What to do. Below you will find a set of lines. Repeat them all exactly.

# Records for this task start

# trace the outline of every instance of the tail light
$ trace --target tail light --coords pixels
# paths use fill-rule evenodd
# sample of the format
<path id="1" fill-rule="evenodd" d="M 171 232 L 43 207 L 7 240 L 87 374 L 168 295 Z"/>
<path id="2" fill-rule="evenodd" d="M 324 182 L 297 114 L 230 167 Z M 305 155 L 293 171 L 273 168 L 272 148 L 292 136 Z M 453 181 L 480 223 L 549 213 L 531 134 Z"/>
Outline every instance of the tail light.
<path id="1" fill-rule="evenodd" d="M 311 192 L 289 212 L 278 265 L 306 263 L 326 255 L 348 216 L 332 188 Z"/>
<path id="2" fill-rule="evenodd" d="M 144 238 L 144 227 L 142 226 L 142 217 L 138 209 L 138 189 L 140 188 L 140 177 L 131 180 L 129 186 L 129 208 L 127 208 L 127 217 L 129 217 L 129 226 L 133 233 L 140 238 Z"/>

# Records for this task end

Finished answer.
# trace the outline of every instance of the tail light
$ trace --target tail light --coords pixels
# paths use fill-rule evenodd
# sample of the format
<path id="1" fill-rule="evenodd" d="M 171 232 L 43 207 L 7 240 L 87 374 L 168 295 Z"/>
<path id="2" fill-rule="evenodd" d="M 324 182 L 297 114 L 230 167 Z M 305 155 L 293 171 L 273 168 L 272 148 L 292 136 Z M 453 181 L 480 223 L 549 213 L 531 134 Z"/>
Outline every instance of the tail light.
<path id="1" fill-rule="evenodd" d="M 311 192 L 289 212 L 278 265 L 306 263 L 326 255 L 348 216 L 332 188 Z"/>
<path id="2" fill-rule="evenodd" d="M 144 238 L 144 227 L 142 226 L 142 217 L 138 209 L 138 189 L 140 188 L 140 177 L 131 180 L 129 186 L 129 208 L 127 208 L 127 217 L 129 217 L 129 226 L 133 233 L 140 238 Z"/>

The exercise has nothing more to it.